▶ [Exercise passage]:
........
We have developed PureCLIP, a method to capture target-specific protein–RNA interaction footprints from iCLIP/eCLIP-seq data. PureCLIP calls individual crosslink sites considering both regions enriched in protein-bound fragments and iCLIP/eCLIP specific truncation patterns. Our method uses a non-homogeneous hidden Markov model (HMM) to incorporate additional factors into the model, such as a non-specific background signal from input experiments and CL motifs, to reduce the number of false positives. We have exhaustively validated the superiority of PureCLIP over several existing methods in various settings. First, we designed a realistic iCLIP/eCLIP simulation setup and demonstrated that, over a wide range of simulation parameters, PureCLIP is up to 7–15 % more precise than other methods in detecting target-specific crosslink sites. Second, due to the lack of an experimental gold standard, we selected four datasets of published iCLIP/eCLIP data for evaluation where the RBP motif or the predominant binding region of the RBP is known. We consistently observed that PureCLIP is better than other methods in determining bona fide binding site locations. In particular, the incorporation of covariates, such as the input signal and CL motifs, increases the precision of PureCLIP up to 8–10 % compared to previous methods. Third, the replicate agreement of target-specific crosslink sites called by PureCLIP is up to 8–20 % higher than other methods, indicating that PureCLIP is highly specific in crosslink site detection.
........
▶ [Dataset content]:
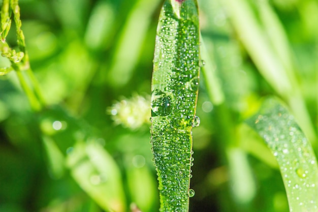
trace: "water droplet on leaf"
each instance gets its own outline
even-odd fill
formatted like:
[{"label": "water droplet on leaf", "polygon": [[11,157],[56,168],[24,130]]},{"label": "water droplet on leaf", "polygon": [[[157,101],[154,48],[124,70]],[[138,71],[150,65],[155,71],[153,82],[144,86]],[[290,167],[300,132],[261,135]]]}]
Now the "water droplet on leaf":
[{"label": "water droplet on leaf", "polygon": [[305,178],[306,177],[306,172],[302,168],[299,168],[296,169],[296,173],[298,175],[298,176],[300,178]]},{"label": "water droplet on leaf", "polygon": [[193,197],[195,196],[195,192],[193,189],[189,189],[189,197]]},{"label": "water droplet on leaf", "polygon": [[193,121],[193,125],[192,125],[192,127],[199,127],[199,125],[200,125],[200,118],[196,116]]},{"label": "water droplet on leaf", "polygon": [[157,115],[166,116],[171,113],[173,108],[172,97],[171,95],[157,89],[152,92],[151,109],[153,113]]},{"label": "water droplet on leaf", "polygon": [[190,80],[190,89],[194,92],[197,92],[199,89],[199,78],[195,77]]}]

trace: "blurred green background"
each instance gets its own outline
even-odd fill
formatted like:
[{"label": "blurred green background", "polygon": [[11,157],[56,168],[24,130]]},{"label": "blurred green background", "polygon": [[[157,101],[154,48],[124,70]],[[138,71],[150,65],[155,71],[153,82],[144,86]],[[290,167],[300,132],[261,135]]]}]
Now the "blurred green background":
[{"label": "blurred green background", "polygon": [[[189,210],[287,212],[275,159],[244,120],[277,96],[317,150],[318,3],[233,2],[198,1],[205,71],[225,98],[200,77]],[[15,73],[0,77],[0,211],[158,211],[149,118],[163,3],[19,1],[48,106],[33,112]]]}]

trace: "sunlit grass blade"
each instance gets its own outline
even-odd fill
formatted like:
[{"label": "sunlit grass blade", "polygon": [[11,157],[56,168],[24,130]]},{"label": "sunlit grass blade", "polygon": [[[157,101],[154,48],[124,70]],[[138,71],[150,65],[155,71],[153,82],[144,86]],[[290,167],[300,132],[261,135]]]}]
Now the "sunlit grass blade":
[{"label": "sunlit grass blade", "polygon": [[318,211],[318,166],[314,154],[294,116],[275,99],[266,101],[249,120],[279,165],[291,211]]},{"label": "sunlit grass blade", "polygon": [[199,39],[197,1],[166,1],[157,28],[151,84],[151,142],[161,211],[187,211],[194,195],[189,187]]},{"label": "sunlit grass blade", "polygon": [[[273,15],[269,5],[260,3],[260,7],[263,7],[260,12],[262,17],[265,17],[262,18],[264,23],[258,22],[255,11],[247,2],[224,1],[230,13],[233,27],[259,71],[277,93],[288,102],[299,125],[310,141],[314,142],[316,139],[315,133],[300,92],[300,85],[296,80],[295,73],[290,70],[292,67],[289,61],[290,55],[285,55],[289,54],[287,52],[289,49],[283,43],[277,46],[279,42],[277,39],[284,39],[284,35],[281,35],[283,29],[277,22],[278,19]],[[270,27],[274,32],[268,32],[267,30]],[[276,35],[269,36],[268,34]]]}]

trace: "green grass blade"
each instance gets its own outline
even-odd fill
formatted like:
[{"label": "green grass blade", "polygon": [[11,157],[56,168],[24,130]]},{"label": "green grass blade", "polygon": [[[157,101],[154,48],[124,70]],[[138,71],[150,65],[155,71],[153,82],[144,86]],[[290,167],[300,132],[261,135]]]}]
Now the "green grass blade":
[{"label": "green grass blade", "polygon": [[166,1],[157,29],[151,85],[151,142],[161,211],[186,211],[200,70],[196,1]]},{"label": "green grass blade", "polygon": [[318,166],[294,117],[277,100],[267,100],[249,120],[279,165],[291,211],[318,211]]}]

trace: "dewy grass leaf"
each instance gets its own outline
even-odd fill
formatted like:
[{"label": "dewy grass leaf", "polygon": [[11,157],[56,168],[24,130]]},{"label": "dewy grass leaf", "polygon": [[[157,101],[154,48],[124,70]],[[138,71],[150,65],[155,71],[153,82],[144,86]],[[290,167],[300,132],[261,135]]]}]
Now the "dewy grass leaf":
[{"label": "dewy grass leaf", "polygon": [[196,1],[166,1],[157,29],[151,85],[151,142],[160,191],[161,211],[187,211],[191,129],[200,70]]},{"label": "dewy grass leaf", "polygon": [[291,211],[318,211],[318,167],[314,154],[294,117],[276,99],[267,100],[249,125],[275,157]]}]

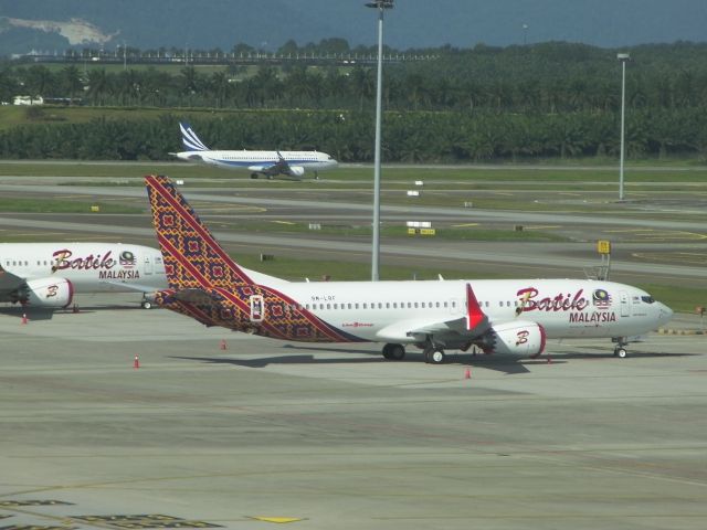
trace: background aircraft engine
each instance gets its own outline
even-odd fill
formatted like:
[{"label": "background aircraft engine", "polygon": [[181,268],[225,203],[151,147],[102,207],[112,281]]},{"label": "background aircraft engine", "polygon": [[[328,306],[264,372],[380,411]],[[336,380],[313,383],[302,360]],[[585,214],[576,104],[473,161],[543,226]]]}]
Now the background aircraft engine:
[{"label": "background aircraft engine", "polygon": [[64,278],[31,279],[18,301],[35,307],[66,307],[74,298],[74,286]]},{"label": "background aircraft engine", "polygon": [[291,166],[289,172],[294,177],[302,177],[303,174],[305,174],[305,168],[303,168],[302,166]]},{"label": "background aircraft engine", "polygon": [[486,353],[537,356],[545,351],[546,335],[536,322],[504,322],[490,328],[477,343]]}]

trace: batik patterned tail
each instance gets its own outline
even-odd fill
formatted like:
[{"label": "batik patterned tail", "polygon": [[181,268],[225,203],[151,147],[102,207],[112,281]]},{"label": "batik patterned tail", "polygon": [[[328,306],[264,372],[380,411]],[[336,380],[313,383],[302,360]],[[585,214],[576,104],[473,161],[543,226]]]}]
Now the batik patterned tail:
[{"label": "batik patterned tail", "polygon": [[210,290],[253,283],[221,248],[169,178],[148,176],[145,184],[170,288]]}]

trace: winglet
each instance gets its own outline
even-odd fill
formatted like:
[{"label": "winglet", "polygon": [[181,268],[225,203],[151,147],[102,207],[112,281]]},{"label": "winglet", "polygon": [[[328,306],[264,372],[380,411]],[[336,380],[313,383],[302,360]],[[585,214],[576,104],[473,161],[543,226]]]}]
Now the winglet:
[{"label": "winglet", "polygon": [[478,305],[478,300],[476,299],[476,295],[474,295],[474,289],[472,289],[471,284],[466,284],[466,329],[471,331],[486,318],[486,315],[484,315],[484,311]]}]

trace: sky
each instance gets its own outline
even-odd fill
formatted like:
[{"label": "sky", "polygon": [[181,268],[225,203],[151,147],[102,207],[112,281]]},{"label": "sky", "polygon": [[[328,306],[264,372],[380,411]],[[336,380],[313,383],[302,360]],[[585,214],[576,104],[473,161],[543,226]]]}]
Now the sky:
[{"label": "sky", "polygon": [[[377,42],[368,0],[0,0],[0,17],[78,17],[138,47],[274,51],[340,36]],[[707,41],[707,0],[394,0],[384,41],[398,50],[547,41],[603,47]]]}]

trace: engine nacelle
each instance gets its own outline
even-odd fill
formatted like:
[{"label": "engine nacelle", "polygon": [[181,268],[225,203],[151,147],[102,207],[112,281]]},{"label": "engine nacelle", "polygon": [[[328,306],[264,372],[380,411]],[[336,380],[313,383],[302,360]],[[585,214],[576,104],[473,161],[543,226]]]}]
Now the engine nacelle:
[{"label": "engine nacelle", "polygon": [[289,174],[292,174],[293,177],[302,177],[303,174],[305,174],[305,168],[303,168],[302,166],[291,166]]},{"label": "engine nacelle", "polygon": [[517,320],[494,326],[484,333],[478,346],[486,353],[537,356],[545,351],[545,342],[542,326]]},{"label": "engine nacelle", "polygon": [[74,286],[64,278],[30,279],[20,292],[23,304],[34,307],[66,307],[74,298]]}]

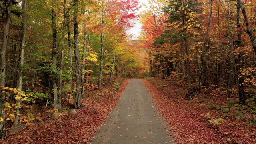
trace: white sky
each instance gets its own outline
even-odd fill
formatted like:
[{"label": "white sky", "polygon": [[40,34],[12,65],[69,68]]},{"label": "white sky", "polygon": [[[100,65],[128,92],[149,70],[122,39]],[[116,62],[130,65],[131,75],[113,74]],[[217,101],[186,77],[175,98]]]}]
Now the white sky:
[{"label": "white sky", "polygon": [[[139,2],[140,3],[140,5],[143,3],[143,4],[147,4],[148,0],[139,0]],[[137,12],[137,14],[140,15],[140,12],[144,10],[146,10],[146,8],[144,7],[141,7],[139,10]],[[141,31],[140,28],[141,27],[141,24],[140,23],[140,20],[135,21],[134,23],[134,27],[131,28],[130,30],[128,30],[128,32],[129,34],[133,34],[134,36],[134,38],[136,39],[136,37],[140,35],[140,32]]]}]

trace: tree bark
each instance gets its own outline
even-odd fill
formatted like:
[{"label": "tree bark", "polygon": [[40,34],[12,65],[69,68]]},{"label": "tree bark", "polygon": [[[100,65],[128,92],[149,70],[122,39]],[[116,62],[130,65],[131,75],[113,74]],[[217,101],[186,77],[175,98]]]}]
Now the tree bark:
[{"label": "tree bark", "polygon": [[200,65],[200,71],[199,73],[199,78],[198,80],[198,91],[200,93],[200,90],[201,90],[201,86],[202,85],[202,78],[204,73],[204,58],[206,54],[206,52],[207,52],[208,48],[207,47],[209,47],[209,44],[210,44],[210,42],[209,40],[209,32],[210,32],[210,28],[211,26],[211,24],[212,23],[212,0],[210,0],[209,2],[210,5],[210,13],[209,14],[209,19],[208,20],[208,25],[207,26],[207,30],[206,30],[206,38],[205,39],[205,45],[204,46],[204,49],[202,52],[201,58],[201,64]]},{"label": "tree bark", "polygon": [[[104,26],[104,16],[105,13],[105,8],[103,8],[102,9],[102,20],[101,22],[101,24],[102,28],[103,28]],[[100,49],[100,74],[99,75],[98,79],[98,89],[101,90],[101,84],[102,81],[102,71],[103,70],[103,64],[104,64],[104,34],[103,33],[103,30],[101,30],[101,34],[100,34],[100,42],[101,43],[101,48]]]},{"label": "tree bark", "polygon": [[67,16],[67,14],[66,12],[66,0],[63,0],[63,20],[62,21],[62,46],[61,48],[61,59],[60,60],[60,78],[59,79],[59,96],[58,97],[58,109],[59,111],[62,109],[61,106],[61,100],[62,99],[62,75],[63,73],[63,61],[64,60],[64,50],[65,49],[65,35],[66,34],[66,18]]},{"label": "tree bark", "polygon": [[[232,35],[231,33],[231,30],[232,27],[230,25],[230,3],[229,2],[228,5],[228,37],[229,38],[229,49],[230,51],[230,73],[229,76],[229,80],[228,80],[228,89],[232,88],[235,85],[235,62],[234,62],[234,56],[233,53],[234,51],[234,36]],[[228,92],[228,94],[229,94]],[[229,97],[229,95],[228,94],[228,97]]]},{"label": "tree bark", "polygon": [[[85,60],[86,53],[86,49],[87,48],[87,30],[86,28],[86,22],[84,22],[84,52],[83,54],[83,61],[84,62]],[[83,85],[82,94],[83,97],[85,97],[85,86],[84,84],[85,83],[85,66],[84,64],[83,64],[82,66],[82,84]]]},{"label": "tree bark", "polygon": [[[240,24],[240,7],[239,4],[239,0],[237,0],[236,4],[236,24],[237,25],[237,46],[239,48],[242,46],[242,37],[241,37],[241,25]],[[241,62],[243,62],[242,60],[241,60],[242,59],[242,54],[238,54],[238,58],[240,61]],[[240,73],[241,72],[240,68],[238,69],[239,73]],[[238,87],[239,91],[239,101],[242,104],[245,103],[245,98],[244,97],[244,78],[243,76],[238,78]]]},{"label": "tree bark", "polygon": [[[0,54],[0,84],[4,86],[6,78],[6,54],[7,47],[7,42],[9,36],[9,28],[11,19],[11,8],[12,0],[6,0],[0,2],[0,10],[2,13],[3,22],[4,23],[4,32],[2,41],[2,48]],[[4,4],[5,6],[4,6]],[[4,120],[0,120],[0,138],[2,138],[6,134],[5,132],[5,112],[4,111],[5,105],[5,96],[4,93],[0,94],[0,118]]]},{"label": "tree bark", "polygon": [[112,80],[112,78],[113,77],[113,73],[114,72],[114,70],[115,68],[115,62],[116,60],[116,54],[114,54],[114,59],[113,61],[113,66],[111,68],[111,73],[110,74],[110,77],[109,78],[109,81],[111,82]]},{"label": "tree bark", "polygon": [[187,69],[187,73],[188,73],[188,89],[191,89],[191,74],[190,73],[190,62],[189,60],[189,58],[188,56],[189,56],[188,50],[189,50],[189,43],[188,42],[188,40],[187,39],[185,40],[185,44],[186,44],[186,52],[187,55],[187,58],[186,58],[186,69]]},{"label": "tree bark", "polygon": [[72,57],[72,48],[71,47],[71,42],[70,41],[70,32],[69,25],[68,24],[67,27],[68,27],[68,48],[69,48],[69,76],[70,77],[69,83],[70,84],[71,91],[72,91],[74,95],[74,85],[72,80],[73,75],[72,74],[72,67],[73,66],[73,58]]},{"label": "tree bark", "polygon": [[[21,49],[20,50],[20,66],[19,67],[19,70],[18,72],[18,91],[19,92],[18,94],[19,96],[20,96],[21,90],[22,89],[22,72],[23,70],[23,65],[24,64],[24,49],[25,48],[25,42],[26,42],[26,32],[27,28],[27,0],[22,0],[22,9],[23,9],[23,35],[22,37],[22,40],[21,43]],[[19,120],[20,120],[20,116],[19,116],[20,114],[20,100],[17,100],[16,103],[18,105],[18,107],[16,109],[16,112],[15,113],[15,119],[14,123],[14,126],[16,126],[18,123]]]},{"label": "tree bark", "polygon": [[79,56],[79,39],[78,38],[78,0],[73,0],[74,6],[74,47],[75,48],[75,60],[76,60],[76,93],[74,96],[75,108],[79,108],[81,106],[81,65]]},{"label": "tree bark", "polygon": [[242,12],[243,13],[243,15],[244,18],[244,21],[245,21],[245,24],[246,26],[246,32],[248,34],[248,35],[251,40],[251,42],[252,43],[252,48],[253,48],[255,52],[255,55],[256,56],[256,42],[255,42],[255,37],[252,34],[252,32],[250,26],[250,23],[249,23],[249,20],[248,20],[248,17],[247,17],[246,10],[244,7],[243,2],[242,2],[241,0],[237,0],[237,2],[239,5],[239,6],[240,6]]},{"label": "tree bark", "polygon": [[55,8],[55,0],[52,0],[52,79],[53,84],[53,98],[54,108],[56,109],[58,106],[58,92],[56,80],[57,79],[57,63],[56,63],[56,42],[57,31],[56,30],[56,14]]}]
........
▶ [Directions]:
1) Please list every percentage range the PureCLIP passage reports.
2) In the PureCLIP passage, what kind of statistical model does the method use?
3) Go on with the PureCLIP passage from its final sentence.

▶ [Expected results]:
1)
7–15 %
8–10 %
8–20 %

2) A non-homogeneous hidden Markov model (HMM).

3)
Results

Overview of the approach

PureCLIP aims to detect individual crosslink sites originating from interactions between RNAs and the protein targeted by the experiment. To accomplish this, we address two objectives: (1) detecting regions enriched in mapped reads caused by pulled-down RNA fragments and (2) detecting crosslink sites where a significant fraction of read starts accumulate at the same position, originating from truncated cDNAs (Fig. 1a).

Fig. 1
figure 1

Overview of the PureCLIP approach. a PureCLIP starts with mapped reads from a target iCLIP/eCLIP experiment and derives two signals: the pulled-down fragment density and individual read start counts. Based on these two observed signals, it infers for each position the most likely hidden state. The goal is to identify all sites with an enriched + crosslinked state. Individual crosslink sites can then be merged to binding regions. b Additionally, information from input control experiments can be incorporated. Its fragment density is used to correct for a non-specific background signal, which reduces the number of false calls. c Furthermore, PureCLIP can incorporate information about CL motifs to reduce false calls caused by non-specific crosslinks. CL crosslink-associated

In the following, we give an overview of how we derive this information, assuming that the given data are iCLIP/eCLIP-seq reads that have been mapped to either a genome or a transcriptome and that polymerase chain reaction (PCR) duplicates have been removed. The output of PureCLIP consists of individual crosslink sites associated with a score. Since multiple crosslink sites can occur within one binding region, the crosslink sites are optionally merged.

Hidden Markov model

CLIP-seq data feature a spatial dependency between neighboring positions. Inferring crosslink sites from the observed data can be considered to be a segmentation problem and we address this using a HMM. The HMM has a single-nucleotide resolution and each position can be categorized either as non-enriched or enriched, indicating whether the position is enriched or not in protein bound fragments. In addition, each position can also be categorized as non-crosslink or crosslink, indicating whether it represents a crosslink site or not. This combination results in four hidden states: (1) non-enriched + non-crosslink, (2) non-enriched + crosslink, (3) enriched + non-crosslink, and (4) enriched + crosslink (Fig. 1). State (2) corresponds to non-specific crosslink sites and it is included in the model for mathematical completeness. We are interested in all sites with a hidden state (4), i.e., sites that are enriched in pulled-down RNA fragments and show the truncation pattern (Fig. 1a).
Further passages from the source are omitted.